▶ **Selected passage**:
_ _ _ _

WASHINGTON — Narcotic pain-relief prescriptions for injured U.S. troops have jumped from 30,000 a month to 50,000 since the Iraq war began, raising concerns about the drugs’ potential abuse and addiction, a leading Army pain expert said.

The sharp rise in outpatient prescriptions suggests doctors rely too heavily on narcotics and don’t manage pain with a complex array of treatments, said Army Col. Chester “Trip” Buckenmaier III, director of the Acute Pain Service Management Initiative at Walter Reed Army Medical Center in Washington.

By 2005, two years into the war, narcotic painkillers were the most abused drug in the military, according to a survey that year of 16,146 service members.

Among soldiers, 4 percent surveyed in 2005 admitted abusing prescription narcotics in the previous 30 days, with 10 percent doing so in the last 12 months. Researchers said the higher abuse figures might be due to respondents mistakenly referring to legal use of pain medication. A 2008 survey has not been released.

_ _ _ _

▶ **Records shown**:
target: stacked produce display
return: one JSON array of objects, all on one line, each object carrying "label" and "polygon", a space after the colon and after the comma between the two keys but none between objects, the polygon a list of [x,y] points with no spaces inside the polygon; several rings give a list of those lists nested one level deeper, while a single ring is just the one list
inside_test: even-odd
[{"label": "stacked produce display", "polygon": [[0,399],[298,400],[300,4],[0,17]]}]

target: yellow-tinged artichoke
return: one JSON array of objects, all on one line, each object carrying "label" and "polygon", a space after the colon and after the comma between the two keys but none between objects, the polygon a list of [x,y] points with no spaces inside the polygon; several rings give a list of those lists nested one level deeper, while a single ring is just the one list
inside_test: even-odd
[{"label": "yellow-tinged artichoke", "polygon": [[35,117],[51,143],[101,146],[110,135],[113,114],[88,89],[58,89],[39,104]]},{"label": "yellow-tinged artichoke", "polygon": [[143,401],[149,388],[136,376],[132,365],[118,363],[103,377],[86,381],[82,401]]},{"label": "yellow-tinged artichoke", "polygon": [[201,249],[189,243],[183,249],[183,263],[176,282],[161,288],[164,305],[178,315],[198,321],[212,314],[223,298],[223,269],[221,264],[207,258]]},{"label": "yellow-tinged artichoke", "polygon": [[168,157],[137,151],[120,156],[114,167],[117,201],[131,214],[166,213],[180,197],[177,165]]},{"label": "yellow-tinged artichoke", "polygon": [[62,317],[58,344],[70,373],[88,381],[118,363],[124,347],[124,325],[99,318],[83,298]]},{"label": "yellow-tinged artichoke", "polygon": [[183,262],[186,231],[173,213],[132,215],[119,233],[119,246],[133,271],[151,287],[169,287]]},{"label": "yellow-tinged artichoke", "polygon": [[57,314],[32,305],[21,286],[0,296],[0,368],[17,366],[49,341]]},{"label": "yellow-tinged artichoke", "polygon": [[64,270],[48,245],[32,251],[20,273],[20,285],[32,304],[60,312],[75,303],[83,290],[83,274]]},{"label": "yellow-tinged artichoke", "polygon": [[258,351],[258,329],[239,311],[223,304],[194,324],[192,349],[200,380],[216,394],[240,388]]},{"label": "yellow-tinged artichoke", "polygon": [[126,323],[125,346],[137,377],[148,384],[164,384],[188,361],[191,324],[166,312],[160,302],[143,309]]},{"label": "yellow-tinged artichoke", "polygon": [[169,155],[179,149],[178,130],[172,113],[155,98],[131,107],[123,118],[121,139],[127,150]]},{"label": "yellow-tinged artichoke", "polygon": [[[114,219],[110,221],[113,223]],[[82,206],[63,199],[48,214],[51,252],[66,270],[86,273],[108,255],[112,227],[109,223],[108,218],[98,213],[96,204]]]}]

_ _ _ _

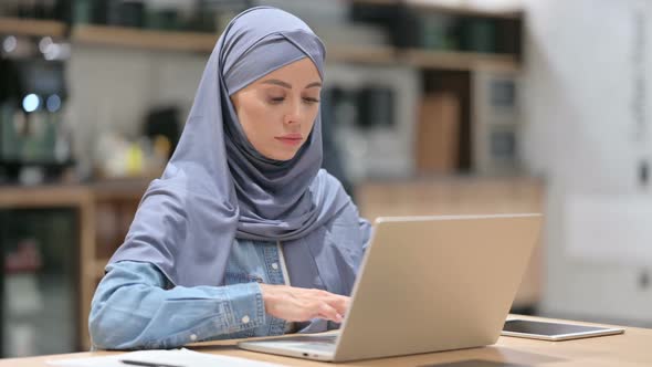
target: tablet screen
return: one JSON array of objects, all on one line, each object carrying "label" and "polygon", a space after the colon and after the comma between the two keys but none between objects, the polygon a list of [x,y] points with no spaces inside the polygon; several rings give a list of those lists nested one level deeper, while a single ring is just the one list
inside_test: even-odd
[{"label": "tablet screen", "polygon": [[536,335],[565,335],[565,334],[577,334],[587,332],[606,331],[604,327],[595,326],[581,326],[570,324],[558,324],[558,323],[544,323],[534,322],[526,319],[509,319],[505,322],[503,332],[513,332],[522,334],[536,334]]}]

_ _ _ _

▶ **Task item A**: Translate this sentence from the painkiller report into Spanish: "By 2005, two years into the war, narcotic painkillers were the most abused drug in the military, according to a survey that year of 16,146 service members."
▶ **Task item B**: List every figure in the painkiller report that counts prescriptions or service members.
Work only from the news report on narcotic painkiller prescriptions.

▶ **Answer section A**: Para 2005, a dos años de iniciada la guerra, los analgésicos narcóticos eran la droga de la que más se abusaba en las fuerzas armadas, según una encuesta realizada ese año a 16.146 miembros del servicio militar.

▶ **Answer section B**:
- 30,000
- 50,000
- 16,146